╭─ Given information

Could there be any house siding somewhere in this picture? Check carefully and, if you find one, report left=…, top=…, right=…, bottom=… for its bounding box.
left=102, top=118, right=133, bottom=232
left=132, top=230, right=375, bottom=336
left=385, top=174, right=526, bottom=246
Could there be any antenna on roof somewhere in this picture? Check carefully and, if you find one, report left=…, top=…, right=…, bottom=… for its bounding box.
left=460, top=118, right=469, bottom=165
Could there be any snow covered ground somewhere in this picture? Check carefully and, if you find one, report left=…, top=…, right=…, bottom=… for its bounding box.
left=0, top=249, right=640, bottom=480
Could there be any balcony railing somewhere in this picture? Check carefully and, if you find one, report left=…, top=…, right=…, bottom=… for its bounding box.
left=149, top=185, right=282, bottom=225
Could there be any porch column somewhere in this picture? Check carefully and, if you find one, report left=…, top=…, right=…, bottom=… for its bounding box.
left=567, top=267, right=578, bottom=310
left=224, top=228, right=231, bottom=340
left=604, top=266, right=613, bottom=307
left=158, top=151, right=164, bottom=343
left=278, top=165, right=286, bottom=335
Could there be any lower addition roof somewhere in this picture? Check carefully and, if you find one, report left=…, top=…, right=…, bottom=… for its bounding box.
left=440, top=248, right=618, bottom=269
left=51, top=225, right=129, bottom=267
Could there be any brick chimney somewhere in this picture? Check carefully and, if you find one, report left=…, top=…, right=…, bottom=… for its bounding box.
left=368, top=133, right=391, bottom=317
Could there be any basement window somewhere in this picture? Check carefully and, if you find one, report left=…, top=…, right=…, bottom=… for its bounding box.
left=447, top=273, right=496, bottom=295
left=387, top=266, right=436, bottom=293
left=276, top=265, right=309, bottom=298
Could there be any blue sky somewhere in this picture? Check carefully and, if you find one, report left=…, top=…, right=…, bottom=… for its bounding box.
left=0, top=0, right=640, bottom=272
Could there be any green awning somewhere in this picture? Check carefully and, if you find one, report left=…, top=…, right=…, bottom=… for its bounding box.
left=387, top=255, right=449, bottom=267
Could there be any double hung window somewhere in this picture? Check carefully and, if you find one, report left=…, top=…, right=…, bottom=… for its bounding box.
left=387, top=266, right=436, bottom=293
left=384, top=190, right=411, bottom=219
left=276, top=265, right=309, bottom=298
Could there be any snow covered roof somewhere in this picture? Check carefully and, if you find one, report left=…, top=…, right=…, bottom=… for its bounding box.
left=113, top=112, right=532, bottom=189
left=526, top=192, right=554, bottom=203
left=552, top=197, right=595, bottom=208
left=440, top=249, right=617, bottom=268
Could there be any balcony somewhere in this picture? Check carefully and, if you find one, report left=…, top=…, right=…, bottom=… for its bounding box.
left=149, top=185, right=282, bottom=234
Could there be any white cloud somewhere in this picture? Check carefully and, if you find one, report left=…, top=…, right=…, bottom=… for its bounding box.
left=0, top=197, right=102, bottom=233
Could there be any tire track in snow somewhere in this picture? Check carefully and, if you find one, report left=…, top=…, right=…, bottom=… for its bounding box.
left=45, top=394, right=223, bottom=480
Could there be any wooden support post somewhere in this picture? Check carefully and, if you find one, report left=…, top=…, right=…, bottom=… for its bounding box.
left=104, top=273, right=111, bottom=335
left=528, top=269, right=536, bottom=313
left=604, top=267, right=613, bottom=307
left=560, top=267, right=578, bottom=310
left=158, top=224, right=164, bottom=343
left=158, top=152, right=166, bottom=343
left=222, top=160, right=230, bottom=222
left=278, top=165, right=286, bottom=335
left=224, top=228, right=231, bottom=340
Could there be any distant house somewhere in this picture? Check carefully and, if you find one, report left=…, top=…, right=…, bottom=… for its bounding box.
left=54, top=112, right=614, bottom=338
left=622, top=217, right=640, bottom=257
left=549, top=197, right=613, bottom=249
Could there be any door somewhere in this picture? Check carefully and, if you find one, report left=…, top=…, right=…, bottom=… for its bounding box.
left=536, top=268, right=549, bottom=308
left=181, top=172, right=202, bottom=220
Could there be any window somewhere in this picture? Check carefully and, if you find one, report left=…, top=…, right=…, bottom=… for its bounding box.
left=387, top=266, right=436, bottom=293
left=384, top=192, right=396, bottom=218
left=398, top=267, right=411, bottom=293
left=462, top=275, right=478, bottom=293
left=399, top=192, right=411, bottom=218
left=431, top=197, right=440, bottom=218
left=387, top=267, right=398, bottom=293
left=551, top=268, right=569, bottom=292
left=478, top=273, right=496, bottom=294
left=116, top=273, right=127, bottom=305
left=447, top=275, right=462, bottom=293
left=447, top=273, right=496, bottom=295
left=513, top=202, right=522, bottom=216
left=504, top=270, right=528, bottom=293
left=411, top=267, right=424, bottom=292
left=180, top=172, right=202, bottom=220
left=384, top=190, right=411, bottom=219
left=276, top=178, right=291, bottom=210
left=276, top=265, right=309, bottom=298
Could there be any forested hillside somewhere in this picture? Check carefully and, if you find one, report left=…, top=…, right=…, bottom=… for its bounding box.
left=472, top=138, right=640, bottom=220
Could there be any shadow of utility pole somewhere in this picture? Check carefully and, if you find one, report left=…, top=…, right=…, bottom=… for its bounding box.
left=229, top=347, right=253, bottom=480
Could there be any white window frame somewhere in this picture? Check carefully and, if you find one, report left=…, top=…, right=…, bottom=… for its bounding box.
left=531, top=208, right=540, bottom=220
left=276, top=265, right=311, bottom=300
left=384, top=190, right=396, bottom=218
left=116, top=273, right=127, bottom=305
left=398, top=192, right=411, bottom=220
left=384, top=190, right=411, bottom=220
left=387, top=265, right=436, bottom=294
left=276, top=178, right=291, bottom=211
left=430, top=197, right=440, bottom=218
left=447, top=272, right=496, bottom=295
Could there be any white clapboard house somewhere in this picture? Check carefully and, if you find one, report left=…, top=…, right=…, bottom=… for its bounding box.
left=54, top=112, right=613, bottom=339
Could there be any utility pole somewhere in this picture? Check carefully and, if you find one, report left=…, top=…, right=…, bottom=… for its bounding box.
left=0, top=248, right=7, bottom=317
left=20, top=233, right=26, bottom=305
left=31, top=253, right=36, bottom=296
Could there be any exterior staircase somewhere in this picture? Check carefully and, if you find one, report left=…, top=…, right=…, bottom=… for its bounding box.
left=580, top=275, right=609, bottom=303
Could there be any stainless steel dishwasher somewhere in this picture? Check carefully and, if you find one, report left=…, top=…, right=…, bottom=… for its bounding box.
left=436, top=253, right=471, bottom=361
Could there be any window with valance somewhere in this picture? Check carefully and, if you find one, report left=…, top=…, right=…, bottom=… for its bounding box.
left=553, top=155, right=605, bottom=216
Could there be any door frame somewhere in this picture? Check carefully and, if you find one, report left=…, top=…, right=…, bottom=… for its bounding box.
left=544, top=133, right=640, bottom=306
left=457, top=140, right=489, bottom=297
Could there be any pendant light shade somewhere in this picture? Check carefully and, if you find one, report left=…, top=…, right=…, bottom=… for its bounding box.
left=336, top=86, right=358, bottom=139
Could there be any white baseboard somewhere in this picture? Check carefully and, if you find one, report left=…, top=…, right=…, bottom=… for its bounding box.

╰─

▸ **The exercise**: Arrange the records above as a numbered list, starting at the line that contains "Could there be any basement" and ending at the line that contains "left=387, top=255, right=449, bottom=267", with both of those lines included and any blank lines omitted.

▸ **Written reply**:
1. Could there be any basement window somewhere in this picture? Check carefully and, if you find one, report left=…, top=…, right=…, bottom=… for its bounding box.
2. left=447, top=273, right=496, bottom=295
3. left=387, top=266, right=436, bottom=293
4. left=276, top=265, right=309, bottom=298
5. Could there be any blue sky somewhere in this picture? Check carefully and, if you find one, report left=…, top=…, right=…, bottom=… for its bounding box.
6. left=0, top=0, right=640, bottom=272
7. Could there be any green awning somewhere in this picture? Check carefully and, if you find one, report left=…, top=…, right=…, bottom=… for its bounding box.
8. left=387, top=255, right=449, bottom=267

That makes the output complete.